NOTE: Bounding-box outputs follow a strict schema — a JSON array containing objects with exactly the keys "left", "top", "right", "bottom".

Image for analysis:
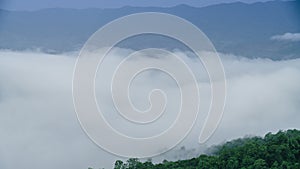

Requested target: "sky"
[
  {"left": 0, "top": 0, "right": 278, "bottom": 10},
  {"left": 0, "top": 49, "right": 300, "bottom": 169}
]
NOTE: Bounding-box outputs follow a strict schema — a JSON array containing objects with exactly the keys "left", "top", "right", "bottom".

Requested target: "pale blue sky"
[{"left": 0, "top": 0, "right": 278, "bottom": 10}]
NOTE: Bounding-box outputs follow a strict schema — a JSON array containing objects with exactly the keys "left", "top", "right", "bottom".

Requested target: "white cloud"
[
  {"left": 271, "top": 33, "right": 300, "bottom": 42},
  {"left": 0, "top": 50, "right": 300, "bottom": 169}
]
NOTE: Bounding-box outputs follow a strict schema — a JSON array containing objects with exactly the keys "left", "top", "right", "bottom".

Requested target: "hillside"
[{"left": 106, "top": 129, "right": 300, "bottom": 169}]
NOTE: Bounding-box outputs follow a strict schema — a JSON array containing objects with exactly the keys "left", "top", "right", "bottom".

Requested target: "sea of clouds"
[{"left": 0, "top": 49, "right": 300, "bottom": 169}]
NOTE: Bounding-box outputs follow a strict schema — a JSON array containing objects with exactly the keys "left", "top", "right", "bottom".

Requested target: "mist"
[{"left": 0, "top": 49, "right": 300, "bottom": 169}]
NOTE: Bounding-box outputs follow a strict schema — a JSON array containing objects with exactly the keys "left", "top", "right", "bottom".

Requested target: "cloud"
[
  {"left": 0, "top": 49, "right": 300, "bottom": 169},
  {"left": 271, "top": 33, "right": 300, "bottom": 42}
]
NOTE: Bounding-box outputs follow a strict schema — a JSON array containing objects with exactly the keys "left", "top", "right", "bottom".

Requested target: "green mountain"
[{"left": 98, "top": 129, "right": 300, "bottom": 169}]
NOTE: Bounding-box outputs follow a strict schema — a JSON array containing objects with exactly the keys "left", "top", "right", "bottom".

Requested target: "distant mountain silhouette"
[{"left": 0, "top": 1, "right": 300, "bottom": 59}]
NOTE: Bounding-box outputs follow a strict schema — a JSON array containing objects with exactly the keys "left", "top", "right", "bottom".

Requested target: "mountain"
[
  {"left": 110, "top": 129, "right": 300, "bottom": 169},
  {"left": 0, "top": 1, "right": 300, "bottom": 60}
]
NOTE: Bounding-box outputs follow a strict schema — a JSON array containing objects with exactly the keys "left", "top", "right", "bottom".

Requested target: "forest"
[{"left": 98, "top": 129, "right": 300, "bottom": 169}]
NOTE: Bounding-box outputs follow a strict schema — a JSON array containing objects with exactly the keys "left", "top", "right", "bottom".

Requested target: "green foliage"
[{"left": 107, "top": 130, "right": 300, "bottom": 169}]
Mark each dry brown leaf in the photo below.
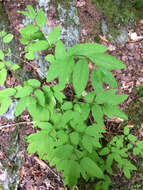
[34,156,47,169]
[99,35,108,42]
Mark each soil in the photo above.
[0,0,143,190]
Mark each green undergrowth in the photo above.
[126,86,143,128]
[0,5,143,190]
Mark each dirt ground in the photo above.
[0,0,143,190]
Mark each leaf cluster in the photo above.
[0,5,143,190]
[0,31,19,86]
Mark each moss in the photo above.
[92,0,143,39]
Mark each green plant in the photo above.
[0,31,19,86]
[0,5,142,189]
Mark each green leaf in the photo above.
[91,69,102,94]
[91,104,104,126]
[4,61,12,67]
[27,40,50,52]
[55,130,69,146]
[27,79,41,88]
[123,167,131,179]
[3,34,13,43]
[56,159,81,188]
[69,132,80,145]
[55,40,66,60]
[28,101,49,121]
[99,147,110,156]
[0,68,7,86]
[127,134,137,143]
[27,5,36,20]
[0,97,12,115]
[0,31,6,38]
[124,126,130,135]
[45,54,55,63]
[34,89,45,107]
[103,104,128,120]
[98,67,118,88]
[19,36,30,45]
[0,49,4,60]
[46,62,59,82]
[68,43,108,56]
[88,53,126,70]
[54,91,66,103]
[54,144,73,159]
[15,96,33,117]
[27,130,54,159]
[10,63,20,71]
[95,89,128,105]
[0,61,5,70]
[84,92,95,104]
[0,88,16,97]
[34,122,53,130]
[15,86,33,98]
[48,26,61,45]
[36,9,47,27]
[24,51,35,60]
[133,147,140,155]
[19,24,39,37]
[17,11,29,17]
[80,157,104,179]
[61,102,73,110]
[32,30,46,40]
[81,135,93,153]
[73,59,89,96]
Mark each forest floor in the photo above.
[0,0,143,190]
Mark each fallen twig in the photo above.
[34,156,63,182]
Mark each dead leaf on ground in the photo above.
[99,35,108,42]
[34,156,47,169]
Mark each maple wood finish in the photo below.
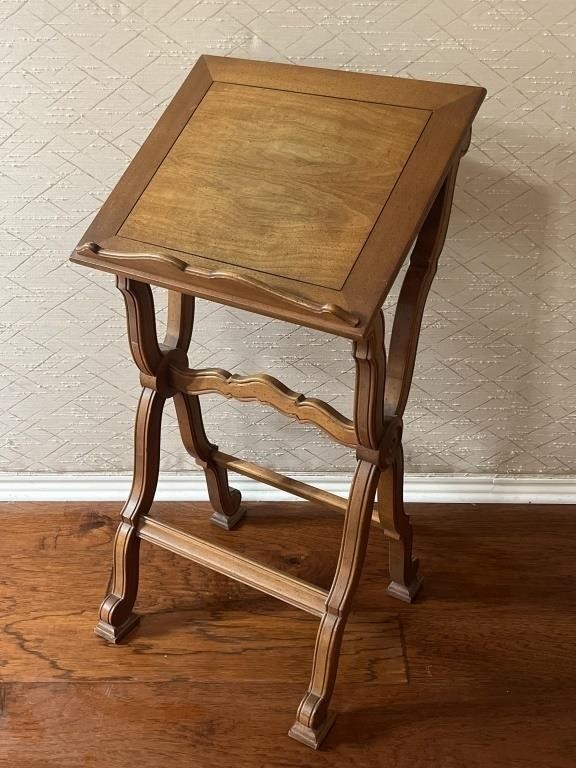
[0,502,576,768]
[72,57,485,748]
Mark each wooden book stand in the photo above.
[72,57,485,747]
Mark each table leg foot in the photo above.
[386,572,424,603]
[288,711,336,749]
[94,613,140,644]
[210,507,246,531]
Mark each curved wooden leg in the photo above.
[377,445,422,603]
[174,392,246,530]
[289,461,380,749]
[94,389,165,643]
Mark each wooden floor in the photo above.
[0,503,576,768]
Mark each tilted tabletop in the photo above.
[72,56,485,339]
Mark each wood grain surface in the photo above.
[119,83,430,288]
[0,503,576,768]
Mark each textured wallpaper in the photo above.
[0,0,576,475]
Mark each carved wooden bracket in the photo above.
[169,366,357,447]
[76,243,360,328]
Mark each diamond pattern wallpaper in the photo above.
[0,0,576,475]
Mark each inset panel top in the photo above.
[119,82,430,290]
[72,57,484,338]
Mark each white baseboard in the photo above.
[0,472,576,505]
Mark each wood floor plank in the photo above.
[0,503,576,768]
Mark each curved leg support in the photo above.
[377,445,422,603]
[94,389,165,643]
[174,392,246,530]
[289,461,380,749]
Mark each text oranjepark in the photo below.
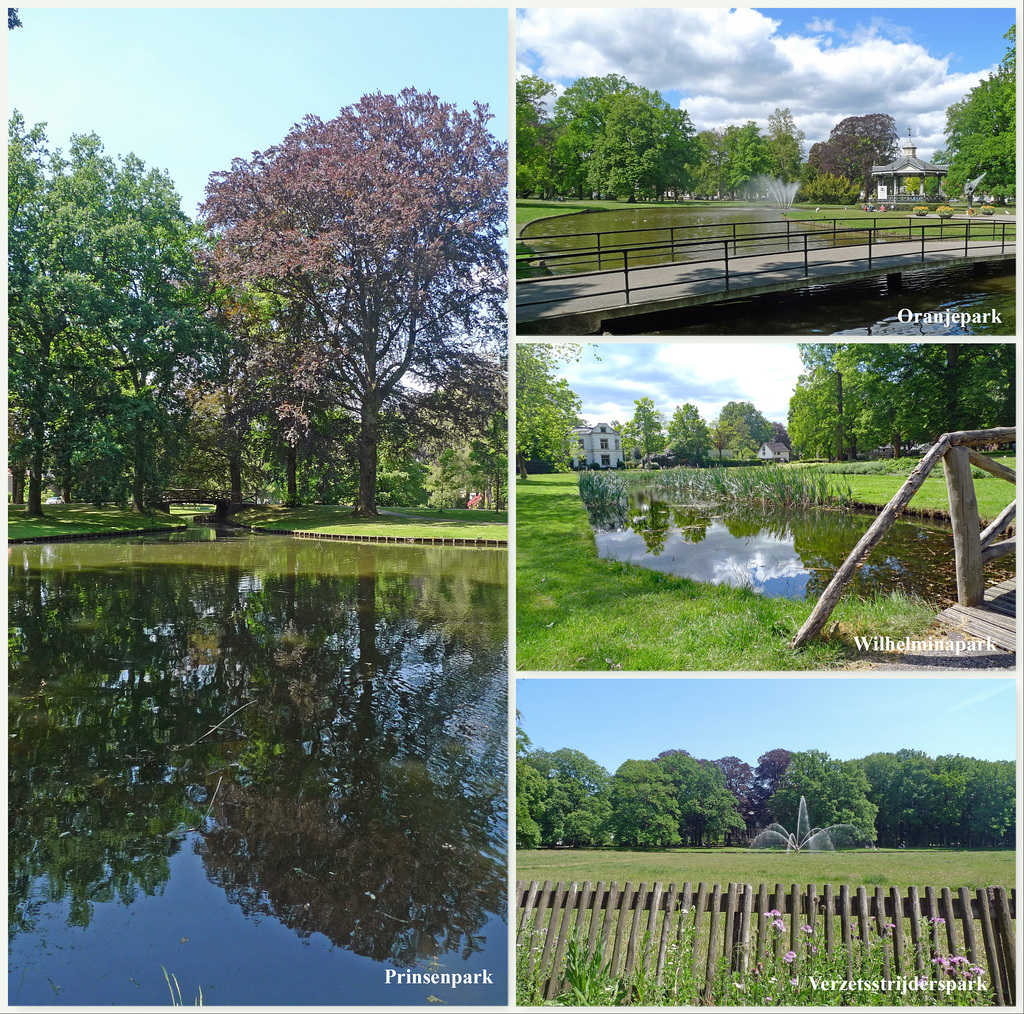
[896,306,1002,327]
[384,968,495,989]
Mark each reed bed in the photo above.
[580,465,853,516]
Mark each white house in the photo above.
[571,423,625,468]
[758,440,790,461]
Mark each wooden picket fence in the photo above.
[516,881,1017,1007]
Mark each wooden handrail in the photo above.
[791,426,1017,648]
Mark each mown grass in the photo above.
[516,475,934,671]
[516,848,1017,890]
[515,198,749,229]
[7,504,188,539]
[377,507,509,524]
[236,504,508,539]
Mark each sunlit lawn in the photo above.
[516,475,935,671]
[237,505,508,539]
[516,848,1016,890]
[7,504,187,539]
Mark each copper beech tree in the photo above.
[202,89,508,516]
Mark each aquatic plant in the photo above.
[580,465,853,516]
[751,796,865,852]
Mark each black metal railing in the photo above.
[516,218,1016,307]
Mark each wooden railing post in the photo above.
[942,446,985,605]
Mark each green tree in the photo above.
[624,397,665,457]
[693,127,729,198]
[668,402,712,464]
[203,89,508,516]
[515,344,583,479]
[608,760,680,847]
[944,25,1017,197]
[718,402,773,457]
[526,748,611,846]
[803,172,860,204]
[655,750,744,845]
[723,120,772,198]
[765,107,805,183]
[7,113,212,515]
[588,91,698,202]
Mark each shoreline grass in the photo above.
[7,504,188,540]
[236,505,508,539]
[516,847,1017,891]
[516,474,936,672]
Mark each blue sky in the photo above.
[559,341,802,425]
[516,4,1015,158]
[6,7,508,215]
[516,675,1020,773]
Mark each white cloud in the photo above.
[516,7,994,158]
[562,342,802,423]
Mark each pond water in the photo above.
[8,534,508,1006]
[589,493,1013,603]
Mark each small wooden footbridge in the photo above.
[793,426,1017,651]
[516,217,1016,335]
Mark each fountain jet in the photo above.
[751,176,800,208]
[751,796,866,852]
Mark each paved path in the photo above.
[516,232,1016,333]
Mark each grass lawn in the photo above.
[7,504,188,539]
[237,505,508,539]
[516,848,1016,890]
[515,198,749,231]
[516,474,935,671]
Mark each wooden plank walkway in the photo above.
[938,578,1017,651]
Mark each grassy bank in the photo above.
[7,504,188,539]
[516,848,1017,891]
[516,475,934,671]
[515,198,749,231]
[237,505,508,539]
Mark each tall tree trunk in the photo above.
[836,373,845,461]
[354,396,378,517]
[227,452,242,502]
[285,443,299,506]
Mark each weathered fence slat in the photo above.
[515,881,1017,1006]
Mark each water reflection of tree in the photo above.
[9,540,506,961]
[626,499,672,556]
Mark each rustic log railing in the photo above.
[516,881,1017,1006]
[792,426,1017,647]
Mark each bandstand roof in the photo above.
[871,131,949,176]
[871,155,949,176]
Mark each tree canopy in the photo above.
[515,344,582,478]
[203,89,507,515]
[943,25,1017,197]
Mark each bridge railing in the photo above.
[516,219,1016,307]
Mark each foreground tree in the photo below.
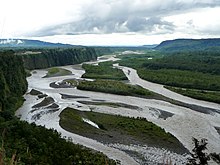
[187,138,220,165]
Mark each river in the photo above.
[16,56,220,165]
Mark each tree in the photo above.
[187,137,220,165]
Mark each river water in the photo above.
[16,56,220,165]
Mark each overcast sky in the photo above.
[0,0,220,45]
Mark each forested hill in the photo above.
[155,38,220,51]
[0,39,75,48]
[19,47,97,70]
[0,51,116,165]
[0,51,27,115]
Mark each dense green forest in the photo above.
[0,51,115,165]
[0,51,27,116]
[77,79,156,98]
[119,51,220,91]
[20,47,97,70]
[82,62,127,80]
[155,38,220,52]
[60,108,188,153]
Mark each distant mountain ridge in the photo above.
[0,39,74,48]
[155,38,220,51]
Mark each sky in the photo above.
[0,0,220,45]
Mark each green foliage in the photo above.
[60,108,186,151]
[82,62,127,80]
[156,38,220,52]
[0,51,116,165]
[142,51,220,75]
[0,51,27,116]
[166,86,220,103]
[119,51,220,91]
[0,119,115,165]
[19,48,97,70]
[138,69,220,91]
[45,68,72,77]
[77,80,154,97]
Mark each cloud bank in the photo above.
[29,0,220,36]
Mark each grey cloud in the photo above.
[27,0,220,36]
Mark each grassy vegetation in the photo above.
[60,108,185,152]
[138,69,220,90]
[77,80,155,97]
[118,51,220,91]
[166,86,220,103]
[0,119,116,165]
[64,79,79,87]
[45,68,72,78]
[78,101,139,110]
[82,62,127,80]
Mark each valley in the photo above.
[16,52,220,164]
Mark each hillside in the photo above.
[0,51,116,165]
[0,39,73,48]
[155,38,220,51]
[19,47,97,70]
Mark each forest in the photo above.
[0,51,116,165]
[17,47,97,70]
[119,51,220,91]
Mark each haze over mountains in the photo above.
[0,39,73,48]
[0,38,220,51]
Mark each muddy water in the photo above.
[16,57,220,164]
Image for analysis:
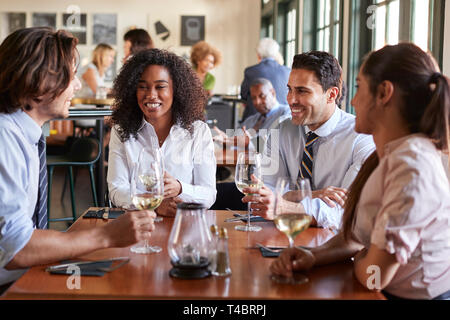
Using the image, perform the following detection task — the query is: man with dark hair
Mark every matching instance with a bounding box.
[243,51,375,229]
[241,38,290,121]
[0,27,155,294]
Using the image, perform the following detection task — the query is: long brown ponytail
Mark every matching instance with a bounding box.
[343,43,450,239]
[342,151,379,240]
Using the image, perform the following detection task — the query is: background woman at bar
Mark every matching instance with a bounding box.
[122,29,155,63]
[78,43,116,97]
[191,41,222,96]
[108,49,216,215]
[271,43,450,299]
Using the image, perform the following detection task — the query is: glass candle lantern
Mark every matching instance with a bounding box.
[167,203,213,279]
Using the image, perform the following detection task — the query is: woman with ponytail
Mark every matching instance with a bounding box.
[271,43,450,299]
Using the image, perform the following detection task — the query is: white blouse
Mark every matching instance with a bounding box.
[107,119,216,208]
[353,134,450,299]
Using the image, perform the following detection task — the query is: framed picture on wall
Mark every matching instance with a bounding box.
[181,16,205,46]
[0,12,26,41]
[93,13,117,45]
[33,13,56,29]
[62,13,87,44]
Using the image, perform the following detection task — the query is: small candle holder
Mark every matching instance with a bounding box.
[168,203,214,279]
[169,257,211,279]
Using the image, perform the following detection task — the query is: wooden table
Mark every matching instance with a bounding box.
[3,211,384,299]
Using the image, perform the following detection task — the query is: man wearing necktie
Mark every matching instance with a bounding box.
[211,78,291,210]
[243,51,375,229]
[0,27,155,295]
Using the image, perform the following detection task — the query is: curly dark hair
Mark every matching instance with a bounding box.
[112,49,207,141]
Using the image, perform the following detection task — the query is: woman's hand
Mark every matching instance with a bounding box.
[164,171,182,198]
[270,248,316,277]
[312,186,348,208]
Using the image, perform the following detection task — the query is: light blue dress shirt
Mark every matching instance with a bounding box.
[263,107,375,229]
[0,111,42,285]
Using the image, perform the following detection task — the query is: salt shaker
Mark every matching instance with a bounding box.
[212,228,231,276]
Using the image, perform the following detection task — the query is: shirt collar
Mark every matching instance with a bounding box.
[305,106,340,137]
[266,102,280,118]
[11,110,42,144]
[384,133,426,155]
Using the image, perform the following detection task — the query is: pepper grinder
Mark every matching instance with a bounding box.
[208,224,219,273]
[212,227,231,277]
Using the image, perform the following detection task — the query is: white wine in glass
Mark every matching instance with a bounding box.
[235,151,263,232]
[130,147,164,254]
[272,178,312,284]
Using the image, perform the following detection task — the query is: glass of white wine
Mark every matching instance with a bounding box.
[272,178,312,284]
[235,151,262,232]
[130,147,164,254]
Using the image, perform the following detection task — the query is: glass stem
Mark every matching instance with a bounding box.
[247,202,252,230]
[288,237,294,248]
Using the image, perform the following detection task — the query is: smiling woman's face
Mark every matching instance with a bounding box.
[136,65,173,123]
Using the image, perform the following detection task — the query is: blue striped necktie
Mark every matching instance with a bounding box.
[300,131,319,185]
[33,135,47,229]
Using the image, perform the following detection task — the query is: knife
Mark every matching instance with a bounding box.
[45,257,130,271]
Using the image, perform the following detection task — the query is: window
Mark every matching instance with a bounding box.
[316,0,341,60]
[303,0,343,62]
[276,0,298,66]
[347,0,445,112]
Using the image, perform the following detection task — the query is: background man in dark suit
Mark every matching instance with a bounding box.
[241,38,291,121]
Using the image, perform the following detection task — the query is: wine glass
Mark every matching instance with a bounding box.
[130,147,164,254]
[235,151,262,232]
[272,178,312,284]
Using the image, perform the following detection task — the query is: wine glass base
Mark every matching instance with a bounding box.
[130,246,162,254]
[271,272,309,284]
[234,225,262,232]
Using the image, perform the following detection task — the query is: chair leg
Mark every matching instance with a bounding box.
[89,165,98,207]
[69,166,77,221]
[47,166,55,228]
[59,172,67,203]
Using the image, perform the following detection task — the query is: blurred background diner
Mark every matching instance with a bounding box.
[191,41,222,96]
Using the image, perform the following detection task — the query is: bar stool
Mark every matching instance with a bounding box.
[47,137,100,222]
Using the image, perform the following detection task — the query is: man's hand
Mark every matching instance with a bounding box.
[312,186,348,208]
[155,197,182,217]
[103,210,156,248]
[242,186,275,220]
[270,248,316,277]
[164,171,182,198]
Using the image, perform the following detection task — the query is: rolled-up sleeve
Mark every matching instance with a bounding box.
[179,123,217,208]
[107,128,131,208]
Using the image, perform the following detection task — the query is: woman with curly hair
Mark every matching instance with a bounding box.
---
Given instruction:
Please report how many lines of the records above contain the word "dark". Give only the number.

Completed task:
3